--- start ---

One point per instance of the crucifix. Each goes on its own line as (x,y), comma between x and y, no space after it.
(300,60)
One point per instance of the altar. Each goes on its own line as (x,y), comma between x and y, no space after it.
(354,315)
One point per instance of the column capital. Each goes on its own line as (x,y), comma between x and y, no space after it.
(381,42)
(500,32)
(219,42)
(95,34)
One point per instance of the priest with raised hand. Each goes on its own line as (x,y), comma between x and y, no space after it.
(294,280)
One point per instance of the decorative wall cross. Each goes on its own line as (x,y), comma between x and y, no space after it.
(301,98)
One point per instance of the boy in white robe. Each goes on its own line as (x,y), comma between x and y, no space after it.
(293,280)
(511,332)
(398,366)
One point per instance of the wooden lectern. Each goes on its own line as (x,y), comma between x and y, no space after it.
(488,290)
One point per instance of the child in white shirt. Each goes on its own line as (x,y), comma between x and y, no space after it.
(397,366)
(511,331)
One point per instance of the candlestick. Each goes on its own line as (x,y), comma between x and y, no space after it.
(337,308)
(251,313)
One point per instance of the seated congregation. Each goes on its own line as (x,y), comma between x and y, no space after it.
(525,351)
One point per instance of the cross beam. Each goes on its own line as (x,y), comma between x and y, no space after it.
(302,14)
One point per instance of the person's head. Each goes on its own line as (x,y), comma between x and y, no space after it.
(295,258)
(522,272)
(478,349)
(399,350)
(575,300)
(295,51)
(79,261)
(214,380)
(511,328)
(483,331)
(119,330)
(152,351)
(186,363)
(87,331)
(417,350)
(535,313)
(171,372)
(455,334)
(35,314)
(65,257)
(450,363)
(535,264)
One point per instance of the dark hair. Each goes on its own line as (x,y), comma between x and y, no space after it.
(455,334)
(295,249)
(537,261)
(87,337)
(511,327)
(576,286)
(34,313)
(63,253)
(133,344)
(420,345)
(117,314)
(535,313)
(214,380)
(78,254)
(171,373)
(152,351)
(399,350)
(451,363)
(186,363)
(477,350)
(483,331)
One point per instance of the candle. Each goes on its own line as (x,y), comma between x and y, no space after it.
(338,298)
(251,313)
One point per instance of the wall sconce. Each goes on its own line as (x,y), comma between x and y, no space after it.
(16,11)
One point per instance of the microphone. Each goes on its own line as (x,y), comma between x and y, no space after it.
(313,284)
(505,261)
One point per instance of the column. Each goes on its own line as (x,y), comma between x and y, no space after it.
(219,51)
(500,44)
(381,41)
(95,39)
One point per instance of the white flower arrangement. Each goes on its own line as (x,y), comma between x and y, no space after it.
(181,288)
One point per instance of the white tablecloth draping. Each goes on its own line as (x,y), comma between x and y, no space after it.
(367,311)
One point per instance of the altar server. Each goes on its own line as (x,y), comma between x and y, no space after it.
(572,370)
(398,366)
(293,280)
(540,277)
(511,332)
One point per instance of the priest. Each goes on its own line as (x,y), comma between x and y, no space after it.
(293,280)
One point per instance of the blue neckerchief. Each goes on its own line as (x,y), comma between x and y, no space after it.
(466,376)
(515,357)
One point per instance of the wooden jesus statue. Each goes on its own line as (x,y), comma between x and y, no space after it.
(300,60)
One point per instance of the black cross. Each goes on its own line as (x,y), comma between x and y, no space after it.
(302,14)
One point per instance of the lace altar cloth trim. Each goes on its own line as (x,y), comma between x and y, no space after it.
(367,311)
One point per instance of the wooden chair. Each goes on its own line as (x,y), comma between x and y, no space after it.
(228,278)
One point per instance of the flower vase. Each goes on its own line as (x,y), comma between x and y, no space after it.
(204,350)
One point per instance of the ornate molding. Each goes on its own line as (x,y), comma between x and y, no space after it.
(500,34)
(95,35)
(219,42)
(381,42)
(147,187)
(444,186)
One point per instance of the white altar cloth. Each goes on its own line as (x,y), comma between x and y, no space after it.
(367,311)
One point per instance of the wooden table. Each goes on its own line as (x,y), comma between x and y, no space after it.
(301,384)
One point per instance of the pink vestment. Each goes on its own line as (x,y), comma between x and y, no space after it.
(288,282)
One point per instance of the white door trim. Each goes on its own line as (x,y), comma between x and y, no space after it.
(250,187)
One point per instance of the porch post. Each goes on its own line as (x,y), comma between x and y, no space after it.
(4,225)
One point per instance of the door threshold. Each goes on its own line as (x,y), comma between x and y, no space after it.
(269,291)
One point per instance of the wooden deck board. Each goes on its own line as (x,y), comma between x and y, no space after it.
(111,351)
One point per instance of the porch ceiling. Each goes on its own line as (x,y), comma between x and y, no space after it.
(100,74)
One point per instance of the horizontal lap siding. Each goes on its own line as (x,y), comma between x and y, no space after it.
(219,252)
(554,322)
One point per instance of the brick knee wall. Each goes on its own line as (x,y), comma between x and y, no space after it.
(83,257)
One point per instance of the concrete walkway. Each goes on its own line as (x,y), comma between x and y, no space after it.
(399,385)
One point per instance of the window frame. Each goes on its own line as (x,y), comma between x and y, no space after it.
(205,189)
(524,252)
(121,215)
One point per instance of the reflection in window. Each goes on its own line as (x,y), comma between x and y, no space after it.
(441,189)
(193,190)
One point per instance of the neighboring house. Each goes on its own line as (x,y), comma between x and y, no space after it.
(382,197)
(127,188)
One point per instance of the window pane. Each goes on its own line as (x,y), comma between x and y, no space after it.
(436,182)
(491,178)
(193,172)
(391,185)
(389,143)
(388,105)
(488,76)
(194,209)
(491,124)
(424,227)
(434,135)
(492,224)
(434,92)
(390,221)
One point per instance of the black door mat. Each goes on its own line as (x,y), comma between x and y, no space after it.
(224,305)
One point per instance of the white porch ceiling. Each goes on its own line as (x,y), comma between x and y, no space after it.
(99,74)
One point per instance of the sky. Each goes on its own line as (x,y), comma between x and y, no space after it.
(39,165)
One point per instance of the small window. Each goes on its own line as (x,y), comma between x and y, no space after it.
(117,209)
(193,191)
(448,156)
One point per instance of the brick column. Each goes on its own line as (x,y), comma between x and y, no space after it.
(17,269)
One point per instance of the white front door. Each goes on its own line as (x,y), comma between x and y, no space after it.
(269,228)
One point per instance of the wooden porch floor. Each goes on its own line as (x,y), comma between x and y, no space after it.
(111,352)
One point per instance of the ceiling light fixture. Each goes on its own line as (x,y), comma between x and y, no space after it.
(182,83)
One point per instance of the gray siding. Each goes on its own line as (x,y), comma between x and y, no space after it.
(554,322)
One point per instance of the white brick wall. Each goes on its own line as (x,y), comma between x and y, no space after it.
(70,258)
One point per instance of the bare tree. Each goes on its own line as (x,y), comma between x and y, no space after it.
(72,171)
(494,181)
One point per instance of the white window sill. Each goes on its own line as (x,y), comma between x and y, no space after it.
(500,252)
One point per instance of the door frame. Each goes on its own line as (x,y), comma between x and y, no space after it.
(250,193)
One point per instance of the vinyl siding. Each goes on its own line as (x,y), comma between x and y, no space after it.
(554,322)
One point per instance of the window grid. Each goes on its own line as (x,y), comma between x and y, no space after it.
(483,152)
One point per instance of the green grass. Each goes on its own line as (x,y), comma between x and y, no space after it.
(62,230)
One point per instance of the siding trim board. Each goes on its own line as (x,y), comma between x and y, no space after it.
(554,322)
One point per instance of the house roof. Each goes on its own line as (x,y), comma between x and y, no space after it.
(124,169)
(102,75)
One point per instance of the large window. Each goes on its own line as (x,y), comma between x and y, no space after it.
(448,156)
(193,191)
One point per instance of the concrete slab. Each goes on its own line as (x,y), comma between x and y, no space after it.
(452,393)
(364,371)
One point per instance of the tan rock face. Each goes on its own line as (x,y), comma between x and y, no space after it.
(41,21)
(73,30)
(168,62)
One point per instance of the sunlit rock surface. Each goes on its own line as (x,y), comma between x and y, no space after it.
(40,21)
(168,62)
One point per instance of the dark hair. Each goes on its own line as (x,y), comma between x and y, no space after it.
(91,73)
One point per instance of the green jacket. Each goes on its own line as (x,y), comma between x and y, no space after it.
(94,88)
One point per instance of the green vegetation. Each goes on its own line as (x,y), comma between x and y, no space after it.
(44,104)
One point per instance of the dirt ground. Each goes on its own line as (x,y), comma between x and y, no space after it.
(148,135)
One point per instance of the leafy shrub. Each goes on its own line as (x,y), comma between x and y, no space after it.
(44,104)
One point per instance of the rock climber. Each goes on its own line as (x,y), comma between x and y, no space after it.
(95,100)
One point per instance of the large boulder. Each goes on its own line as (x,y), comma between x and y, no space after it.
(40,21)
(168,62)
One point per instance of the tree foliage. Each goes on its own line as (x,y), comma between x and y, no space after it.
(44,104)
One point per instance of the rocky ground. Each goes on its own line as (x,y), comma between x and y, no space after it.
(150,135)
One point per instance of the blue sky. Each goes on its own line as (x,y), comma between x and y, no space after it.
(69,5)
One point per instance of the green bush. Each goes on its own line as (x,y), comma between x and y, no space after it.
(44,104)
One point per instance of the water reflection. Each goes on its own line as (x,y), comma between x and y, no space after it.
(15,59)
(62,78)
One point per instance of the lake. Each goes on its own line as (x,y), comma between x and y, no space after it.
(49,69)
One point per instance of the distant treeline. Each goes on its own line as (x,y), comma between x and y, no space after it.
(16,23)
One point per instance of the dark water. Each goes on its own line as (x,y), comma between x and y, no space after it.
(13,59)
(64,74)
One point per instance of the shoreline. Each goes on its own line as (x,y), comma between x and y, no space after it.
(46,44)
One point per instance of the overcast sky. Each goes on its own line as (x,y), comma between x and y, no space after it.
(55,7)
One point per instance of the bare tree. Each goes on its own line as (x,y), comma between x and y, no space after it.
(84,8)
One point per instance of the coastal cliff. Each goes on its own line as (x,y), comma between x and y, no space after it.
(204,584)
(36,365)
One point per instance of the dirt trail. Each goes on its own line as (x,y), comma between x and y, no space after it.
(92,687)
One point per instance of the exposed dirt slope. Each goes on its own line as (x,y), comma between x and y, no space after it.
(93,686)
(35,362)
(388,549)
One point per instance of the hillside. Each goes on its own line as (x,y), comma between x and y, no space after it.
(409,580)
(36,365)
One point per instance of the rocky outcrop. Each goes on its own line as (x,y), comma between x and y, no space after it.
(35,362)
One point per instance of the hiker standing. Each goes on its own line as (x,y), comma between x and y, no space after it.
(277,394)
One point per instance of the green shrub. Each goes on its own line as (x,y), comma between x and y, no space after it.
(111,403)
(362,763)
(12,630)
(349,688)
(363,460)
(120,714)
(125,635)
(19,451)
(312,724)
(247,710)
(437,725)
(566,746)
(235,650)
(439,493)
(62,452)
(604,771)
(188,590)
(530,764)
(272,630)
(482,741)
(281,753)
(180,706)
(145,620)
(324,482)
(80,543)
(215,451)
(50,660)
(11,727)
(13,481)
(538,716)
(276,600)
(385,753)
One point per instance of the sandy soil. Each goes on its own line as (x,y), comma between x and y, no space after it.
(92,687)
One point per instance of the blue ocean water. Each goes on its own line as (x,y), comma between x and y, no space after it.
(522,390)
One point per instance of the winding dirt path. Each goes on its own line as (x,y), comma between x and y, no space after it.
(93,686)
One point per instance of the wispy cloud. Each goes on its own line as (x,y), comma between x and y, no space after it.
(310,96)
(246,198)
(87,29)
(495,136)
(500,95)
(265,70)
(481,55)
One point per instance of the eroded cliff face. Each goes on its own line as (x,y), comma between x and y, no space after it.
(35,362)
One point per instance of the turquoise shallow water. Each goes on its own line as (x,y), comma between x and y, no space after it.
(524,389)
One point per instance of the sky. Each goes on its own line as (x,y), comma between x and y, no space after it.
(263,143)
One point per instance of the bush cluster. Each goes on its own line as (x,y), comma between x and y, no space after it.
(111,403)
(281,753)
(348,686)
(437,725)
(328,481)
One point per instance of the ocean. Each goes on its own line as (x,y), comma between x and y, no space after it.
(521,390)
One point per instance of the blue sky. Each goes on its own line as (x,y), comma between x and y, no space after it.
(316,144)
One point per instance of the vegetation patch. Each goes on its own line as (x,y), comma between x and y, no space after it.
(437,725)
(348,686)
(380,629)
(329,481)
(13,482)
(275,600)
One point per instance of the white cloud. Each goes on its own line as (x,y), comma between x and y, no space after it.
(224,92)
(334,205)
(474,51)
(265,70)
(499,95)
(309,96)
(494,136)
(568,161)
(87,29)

--- end ---

AIM OF THE TASK: Return exactly the lines of the data, and only those, from the line with "One point per instance of the green shrub." through the last line, inclusive.

FULL ANSWER:
One point per instance of the green shrub. Each goes on its own line as (x,y), comma between x and y, no space after it.
(111,403)
(362,763)
(12,630)
(349,688)
(363,460)
(120,714)
(125,635)
(19,451)
(312,724)
(247,710)
(437,725)
(566,746)
(235,650)
(439,493)
(62,452)
(604,771)
(188,590)
(530,764)
(272,630)
(482,741)
(281,753)
(180,706)
(145,620)
(324,482)
(80,543)
(215,451)
(50,660)
(11,727)
(13,481)
(538,716)
(276,600)
(385,753)
One point per instance of the sandy soil. Each goes on its own line as (x,y), comma between x and y, no space after it.
(92,687)
One point per instance of the blue ocean water. Each goes on its own line as (x,y), comma between x and y, no space after it.
(522,390)
One point per instance of the winding dirt path. Each goes on its own line as (x,y), comma between x and y, no space after it.
(93,686)
One point per instance of the wispy cloud. Each goes on its own line as (x,y), comma between x and y, no space after it.
(310,96)
(246,198)
(87,29)
(495,136)
(500,95)
(265,70)
(481,55)
One point per instance of the eroded cliff face. Each goes on its own line as (x,y), comma between x and y, no space after it.
(35,362)
One point per instance of the turquoise shallow water. Each goes on its own line as (x,y), comma between x and y, no space after it.
(524,389)
One point per instance of the sky. Each goes on its own line as (x,y), comma between x and y, no space after it.
(263,143)
One point per instance of the bush cluster. Each goes on its own line as (x,y), comma between x and y, no space after it.
(111,403)
(281,753)
(348,686)
(437,725)
(328,481)
One point per instance of the ocean. Each goes on its own line as (x,y), comma between x and y, no space after it.
(521,390)
One point per instance of the blue sky. Each goes on its own line as (x,y), comma between x and y, no space after it.
(316,144)
One point per instance of the vegetation patch. Each goes on its own line as (x,y), comma between x and y, no space after it.
(437,725)
(348,686)
(380,629)
(329,481)
(13,482)
(275,600)
One point per instance of the white cloud. Each goes on its own line as (x,y), comma between x and y, no space after it.
(224,92)
(334,205)
(474,51)
(265,70)
(499,95)
(309,96)
(494,136)
(568,161)
(87,29)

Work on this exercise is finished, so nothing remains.